* [Task requirements]
Reproduce the records exactly through the line with "150L117 157L98 172L165".

(Recorded data)
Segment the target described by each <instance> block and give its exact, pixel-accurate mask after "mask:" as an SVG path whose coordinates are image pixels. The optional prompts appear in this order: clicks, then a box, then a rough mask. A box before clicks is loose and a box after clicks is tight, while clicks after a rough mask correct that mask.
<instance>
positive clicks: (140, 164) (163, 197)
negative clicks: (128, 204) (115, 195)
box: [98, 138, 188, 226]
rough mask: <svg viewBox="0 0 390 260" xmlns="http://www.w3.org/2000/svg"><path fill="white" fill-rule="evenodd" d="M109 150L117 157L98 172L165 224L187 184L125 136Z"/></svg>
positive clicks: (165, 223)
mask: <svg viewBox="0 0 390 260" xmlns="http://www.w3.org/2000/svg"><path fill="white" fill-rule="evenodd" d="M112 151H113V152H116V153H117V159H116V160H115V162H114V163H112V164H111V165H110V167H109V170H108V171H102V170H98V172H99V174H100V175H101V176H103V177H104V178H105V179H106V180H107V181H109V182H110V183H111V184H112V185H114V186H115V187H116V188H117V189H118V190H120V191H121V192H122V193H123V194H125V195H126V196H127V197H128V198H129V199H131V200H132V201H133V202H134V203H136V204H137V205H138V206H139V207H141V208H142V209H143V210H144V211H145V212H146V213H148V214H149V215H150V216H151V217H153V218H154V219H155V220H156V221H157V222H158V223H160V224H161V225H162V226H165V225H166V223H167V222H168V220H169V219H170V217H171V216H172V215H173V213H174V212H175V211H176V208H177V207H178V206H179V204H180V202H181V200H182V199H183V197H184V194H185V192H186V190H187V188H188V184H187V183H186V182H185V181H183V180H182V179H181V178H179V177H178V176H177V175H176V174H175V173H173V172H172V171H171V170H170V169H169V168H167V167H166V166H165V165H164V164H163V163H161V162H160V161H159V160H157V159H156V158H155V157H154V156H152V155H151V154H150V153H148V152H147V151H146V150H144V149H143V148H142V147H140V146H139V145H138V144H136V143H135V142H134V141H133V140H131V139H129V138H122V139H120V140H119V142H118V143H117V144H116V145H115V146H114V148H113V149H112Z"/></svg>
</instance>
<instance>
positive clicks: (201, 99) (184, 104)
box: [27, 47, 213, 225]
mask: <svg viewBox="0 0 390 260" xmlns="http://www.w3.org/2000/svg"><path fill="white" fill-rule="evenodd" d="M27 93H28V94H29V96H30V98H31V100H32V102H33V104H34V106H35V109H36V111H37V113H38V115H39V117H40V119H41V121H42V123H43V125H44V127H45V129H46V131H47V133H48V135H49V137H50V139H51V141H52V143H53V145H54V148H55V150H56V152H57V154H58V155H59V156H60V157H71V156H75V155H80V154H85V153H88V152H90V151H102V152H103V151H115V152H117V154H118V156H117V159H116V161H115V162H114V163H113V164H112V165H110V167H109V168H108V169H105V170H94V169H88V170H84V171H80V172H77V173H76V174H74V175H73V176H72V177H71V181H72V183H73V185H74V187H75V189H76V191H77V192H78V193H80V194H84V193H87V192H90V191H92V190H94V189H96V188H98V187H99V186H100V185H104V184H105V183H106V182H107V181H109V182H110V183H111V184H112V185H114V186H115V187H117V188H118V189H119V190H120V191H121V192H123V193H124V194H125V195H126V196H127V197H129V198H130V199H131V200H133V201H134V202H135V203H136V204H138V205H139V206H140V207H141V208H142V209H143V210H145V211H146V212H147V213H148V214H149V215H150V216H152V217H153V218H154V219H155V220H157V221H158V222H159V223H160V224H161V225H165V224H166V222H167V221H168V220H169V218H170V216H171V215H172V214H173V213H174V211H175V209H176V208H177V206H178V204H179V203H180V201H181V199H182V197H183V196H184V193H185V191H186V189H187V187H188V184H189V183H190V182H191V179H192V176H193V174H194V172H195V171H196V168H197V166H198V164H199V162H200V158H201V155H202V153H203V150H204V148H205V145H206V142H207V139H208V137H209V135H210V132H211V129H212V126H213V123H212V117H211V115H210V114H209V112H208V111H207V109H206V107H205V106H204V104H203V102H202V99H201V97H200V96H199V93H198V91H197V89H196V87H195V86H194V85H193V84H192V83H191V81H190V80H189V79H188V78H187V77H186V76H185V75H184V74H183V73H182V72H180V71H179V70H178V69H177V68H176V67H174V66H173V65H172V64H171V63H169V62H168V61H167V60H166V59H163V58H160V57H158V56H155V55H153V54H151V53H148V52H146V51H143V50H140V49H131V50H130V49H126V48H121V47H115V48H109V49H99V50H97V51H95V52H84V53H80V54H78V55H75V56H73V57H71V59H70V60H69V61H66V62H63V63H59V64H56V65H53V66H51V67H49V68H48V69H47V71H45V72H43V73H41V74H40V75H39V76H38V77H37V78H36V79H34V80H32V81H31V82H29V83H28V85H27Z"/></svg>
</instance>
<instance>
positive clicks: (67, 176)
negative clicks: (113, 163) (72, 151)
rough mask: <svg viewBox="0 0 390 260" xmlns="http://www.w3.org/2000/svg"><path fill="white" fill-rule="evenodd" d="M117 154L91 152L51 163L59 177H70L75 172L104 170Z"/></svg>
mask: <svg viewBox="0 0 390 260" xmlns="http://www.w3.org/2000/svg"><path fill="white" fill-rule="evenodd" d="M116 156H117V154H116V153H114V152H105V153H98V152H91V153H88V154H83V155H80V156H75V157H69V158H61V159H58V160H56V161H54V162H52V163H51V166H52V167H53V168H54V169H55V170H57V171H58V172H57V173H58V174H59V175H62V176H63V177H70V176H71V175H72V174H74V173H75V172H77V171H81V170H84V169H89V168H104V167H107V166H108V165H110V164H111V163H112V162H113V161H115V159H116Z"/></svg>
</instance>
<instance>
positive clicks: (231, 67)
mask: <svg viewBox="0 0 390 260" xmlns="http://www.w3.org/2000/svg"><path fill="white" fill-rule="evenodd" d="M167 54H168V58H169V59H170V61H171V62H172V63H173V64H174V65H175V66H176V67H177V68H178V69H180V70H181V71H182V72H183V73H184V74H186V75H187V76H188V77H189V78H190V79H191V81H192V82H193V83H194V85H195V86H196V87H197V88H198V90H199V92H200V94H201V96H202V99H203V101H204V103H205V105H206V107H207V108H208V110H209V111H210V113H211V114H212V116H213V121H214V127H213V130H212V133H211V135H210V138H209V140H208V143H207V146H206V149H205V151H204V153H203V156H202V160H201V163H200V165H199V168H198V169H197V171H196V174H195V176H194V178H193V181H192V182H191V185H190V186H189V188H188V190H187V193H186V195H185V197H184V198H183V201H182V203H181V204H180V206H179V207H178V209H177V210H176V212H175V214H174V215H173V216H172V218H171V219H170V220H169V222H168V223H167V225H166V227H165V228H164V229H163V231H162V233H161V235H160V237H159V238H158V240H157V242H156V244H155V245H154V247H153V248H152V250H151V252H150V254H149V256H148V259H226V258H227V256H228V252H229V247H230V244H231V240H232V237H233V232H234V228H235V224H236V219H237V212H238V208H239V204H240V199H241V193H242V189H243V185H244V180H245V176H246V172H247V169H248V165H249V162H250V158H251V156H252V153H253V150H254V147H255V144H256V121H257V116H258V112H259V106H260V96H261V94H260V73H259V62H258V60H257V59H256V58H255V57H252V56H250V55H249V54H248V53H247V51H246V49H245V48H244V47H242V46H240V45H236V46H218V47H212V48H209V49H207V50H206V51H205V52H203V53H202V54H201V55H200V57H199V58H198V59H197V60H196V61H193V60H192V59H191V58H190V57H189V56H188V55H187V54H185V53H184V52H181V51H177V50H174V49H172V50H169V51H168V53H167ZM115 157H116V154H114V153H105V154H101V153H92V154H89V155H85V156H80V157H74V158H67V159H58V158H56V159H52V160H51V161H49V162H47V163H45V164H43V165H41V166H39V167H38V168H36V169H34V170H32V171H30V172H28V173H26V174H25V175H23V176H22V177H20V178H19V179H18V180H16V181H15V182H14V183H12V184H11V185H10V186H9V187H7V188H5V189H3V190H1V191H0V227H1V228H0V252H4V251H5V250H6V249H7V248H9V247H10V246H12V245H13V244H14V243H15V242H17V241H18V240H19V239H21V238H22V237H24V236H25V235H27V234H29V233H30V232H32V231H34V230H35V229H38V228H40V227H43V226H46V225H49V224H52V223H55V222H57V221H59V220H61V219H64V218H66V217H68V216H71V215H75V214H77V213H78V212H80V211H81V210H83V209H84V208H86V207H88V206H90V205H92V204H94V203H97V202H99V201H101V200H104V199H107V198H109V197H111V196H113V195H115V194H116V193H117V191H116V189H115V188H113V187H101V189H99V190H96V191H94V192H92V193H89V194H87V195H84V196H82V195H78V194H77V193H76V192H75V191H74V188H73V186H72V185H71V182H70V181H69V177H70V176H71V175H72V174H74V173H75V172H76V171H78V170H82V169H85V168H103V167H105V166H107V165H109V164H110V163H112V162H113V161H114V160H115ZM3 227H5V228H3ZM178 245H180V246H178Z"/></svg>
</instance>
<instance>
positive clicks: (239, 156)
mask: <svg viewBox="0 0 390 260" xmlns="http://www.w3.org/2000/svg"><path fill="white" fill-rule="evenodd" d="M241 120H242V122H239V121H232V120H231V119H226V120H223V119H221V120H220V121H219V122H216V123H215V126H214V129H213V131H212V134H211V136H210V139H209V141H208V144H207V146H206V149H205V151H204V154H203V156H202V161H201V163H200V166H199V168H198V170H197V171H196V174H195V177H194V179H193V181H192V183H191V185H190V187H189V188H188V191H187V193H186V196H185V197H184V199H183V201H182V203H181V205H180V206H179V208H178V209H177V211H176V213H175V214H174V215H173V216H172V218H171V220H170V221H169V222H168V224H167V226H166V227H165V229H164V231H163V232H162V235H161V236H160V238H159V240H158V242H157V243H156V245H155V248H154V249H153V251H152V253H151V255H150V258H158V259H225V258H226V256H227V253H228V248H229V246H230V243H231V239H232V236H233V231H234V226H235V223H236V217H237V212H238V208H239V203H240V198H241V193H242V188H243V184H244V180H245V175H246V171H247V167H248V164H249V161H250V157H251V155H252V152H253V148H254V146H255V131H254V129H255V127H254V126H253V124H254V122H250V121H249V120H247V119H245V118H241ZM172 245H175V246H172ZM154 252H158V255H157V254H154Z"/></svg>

* [Response area]
Segment the target described by each <instance> block and give its exact, pixel-accurate mask after "mask:" as an SVG path whose coordinates are image pixels. The optional prompts appear in this order: clicks, then a box, then a rough mask. A box before clicks is loose and a box after clicks is tight, while clicks after a rough mask correct that mask.
<instance>
positive clicks: (140, 164) (163, 197)
negative clicks: (128, 204) (115, 195)
box: [98, 138, 188, 226]
rough mask: <svg viewBox="0 0 390 260" xmlns="http://www.w3.org/2000/svg"><path fill="white" fill-rule="evenodd" d="M109 150L117 157L98 172L165 224L187 184L125 136Z"/></svg>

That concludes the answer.